*What is needed:* Give as a JSON list of strings the lines that begin at the line containing "of the ocean" and end after the line containing "Target: ocean wave", one string per line, skipping blank lines.

*Entries shown:*

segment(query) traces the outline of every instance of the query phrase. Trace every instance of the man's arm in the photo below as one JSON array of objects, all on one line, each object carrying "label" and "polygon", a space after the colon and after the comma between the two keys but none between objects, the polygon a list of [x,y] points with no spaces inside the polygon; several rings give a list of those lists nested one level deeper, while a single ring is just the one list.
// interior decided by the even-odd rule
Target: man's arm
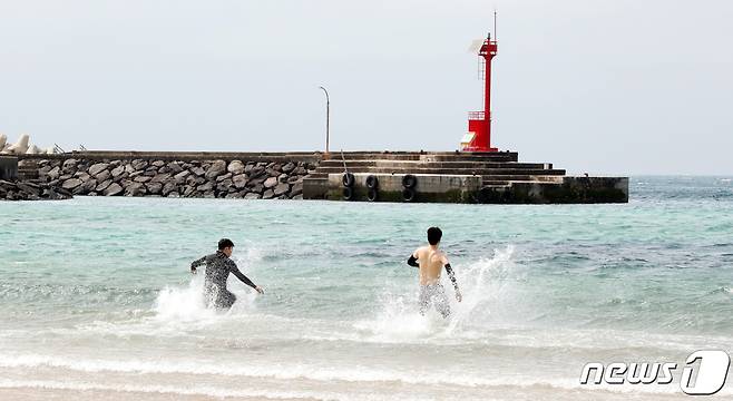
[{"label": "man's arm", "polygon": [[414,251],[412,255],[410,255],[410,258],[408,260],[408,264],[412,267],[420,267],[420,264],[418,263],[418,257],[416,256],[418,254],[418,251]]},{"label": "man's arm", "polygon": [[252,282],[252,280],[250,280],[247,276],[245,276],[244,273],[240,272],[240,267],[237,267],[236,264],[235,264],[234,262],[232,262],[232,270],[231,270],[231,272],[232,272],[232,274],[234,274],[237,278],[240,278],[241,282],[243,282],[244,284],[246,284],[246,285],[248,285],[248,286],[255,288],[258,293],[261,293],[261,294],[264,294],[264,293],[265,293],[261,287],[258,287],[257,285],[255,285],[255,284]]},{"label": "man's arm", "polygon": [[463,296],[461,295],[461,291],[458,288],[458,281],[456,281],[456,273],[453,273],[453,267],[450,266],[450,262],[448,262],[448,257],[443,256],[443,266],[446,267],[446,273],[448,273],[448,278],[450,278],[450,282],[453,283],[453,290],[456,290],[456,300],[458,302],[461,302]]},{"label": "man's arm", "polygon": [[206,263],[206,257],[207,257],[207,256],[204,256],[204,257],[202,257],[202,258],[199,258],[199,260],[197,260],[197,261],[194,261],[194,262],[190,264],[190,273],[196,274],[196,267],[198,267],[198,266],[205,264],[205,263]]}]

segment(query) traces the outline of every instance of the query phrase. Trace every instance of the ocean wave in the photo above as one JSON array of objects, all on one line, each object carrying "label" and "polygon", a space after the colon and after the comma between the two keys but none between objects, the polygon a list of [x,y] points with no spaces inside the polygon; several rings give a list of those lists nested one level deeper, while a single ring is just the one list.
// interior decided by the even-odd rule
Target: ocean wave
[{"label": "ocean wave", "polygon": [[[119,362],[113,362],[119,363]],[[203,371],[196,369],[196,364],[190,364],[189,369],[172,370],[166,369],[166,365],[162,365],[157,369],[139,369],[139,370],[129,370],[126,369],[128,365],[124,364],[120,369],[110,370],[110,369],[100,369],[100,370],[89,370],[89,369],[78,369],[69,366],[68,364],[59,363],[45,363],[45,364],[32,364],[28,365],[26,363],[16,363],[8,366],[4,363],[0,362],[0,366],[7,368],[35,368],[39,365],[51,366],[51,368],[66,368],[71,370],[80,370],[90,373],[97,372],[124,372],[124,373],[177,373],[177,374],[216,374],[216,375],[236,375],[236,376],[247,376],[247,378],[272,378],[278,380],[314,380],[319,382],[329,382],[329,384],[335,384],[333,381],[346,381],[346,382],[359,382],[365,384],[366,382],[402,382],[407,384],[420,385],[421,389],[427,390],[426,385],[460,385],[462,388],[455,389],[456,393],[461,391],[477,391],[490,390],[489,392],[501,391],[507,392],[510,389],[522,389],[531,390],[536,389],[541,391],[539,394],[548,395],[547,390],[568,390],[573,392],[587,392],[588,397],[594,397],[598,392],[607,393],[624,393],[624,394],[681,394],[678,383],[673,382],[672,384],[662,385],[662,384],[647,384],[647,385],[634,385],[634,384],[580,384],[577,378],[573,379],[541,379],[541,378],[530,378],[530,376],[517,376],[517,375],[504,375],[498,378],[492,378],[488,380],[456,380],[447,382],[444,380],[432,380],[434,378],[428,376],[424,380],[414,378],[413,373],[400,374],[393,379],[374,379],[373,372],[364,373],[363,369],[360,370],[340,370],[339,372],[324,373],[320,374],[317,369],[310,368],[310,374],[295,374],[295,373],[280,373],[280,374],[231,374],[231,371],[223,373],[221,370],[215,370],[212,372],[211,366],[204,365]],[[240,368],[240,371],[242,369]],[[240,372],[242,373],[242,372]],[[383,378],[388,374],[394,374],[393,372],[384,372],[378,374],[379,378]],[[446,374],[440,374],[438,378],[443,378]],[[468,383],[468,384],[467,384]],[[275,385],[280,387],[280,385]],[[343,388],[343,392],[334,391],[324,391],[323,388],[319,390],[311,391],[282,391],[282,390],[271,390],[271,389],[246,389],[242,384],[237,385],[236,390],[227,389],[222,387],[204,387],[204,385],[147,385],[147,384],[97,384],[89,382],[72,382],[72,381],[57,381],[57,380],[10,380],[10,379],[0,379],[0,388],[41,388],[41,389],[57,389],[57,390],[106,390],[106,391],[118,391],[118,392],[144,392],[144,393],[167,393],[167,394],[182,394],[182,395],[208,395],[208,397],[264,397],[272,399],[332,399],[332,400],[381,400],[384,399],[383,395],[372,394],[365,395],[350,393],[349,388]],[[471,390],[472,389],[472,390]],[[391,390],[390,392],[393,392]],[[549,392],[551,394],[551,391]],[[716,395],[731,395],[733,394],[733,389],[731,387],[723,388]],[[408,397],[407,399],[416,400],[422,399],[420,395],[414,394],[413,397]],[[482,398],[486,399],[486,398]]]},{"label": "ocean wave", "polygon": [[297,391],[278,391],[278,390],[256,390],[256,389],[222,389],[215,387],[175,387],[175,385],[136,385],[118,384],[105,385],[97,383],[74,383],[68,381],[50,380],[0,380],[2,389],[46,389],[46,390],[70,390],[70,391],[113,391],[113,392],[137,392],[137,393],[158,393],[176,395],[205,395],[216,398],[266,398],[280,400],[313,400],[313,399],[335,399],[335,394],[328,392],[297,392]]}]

*Task solution:*
[
  "segment(query) traces the outline of every instance of the query phrase. Trace every instance of the ocean wave in the photo above as one JSON array of objects, all on one line, each object carrying \"label\" and \"polygon\", a space after the colon and after the comma between the two keys but none between objects, the polygon a list of [x,y] points with no spaces inside the polygon; several rings give a list of those lists nested one level deeper, while a single ring is just the one list.",
  "// interior decided by the even-odd rule",
  "Target: ocean wave"
]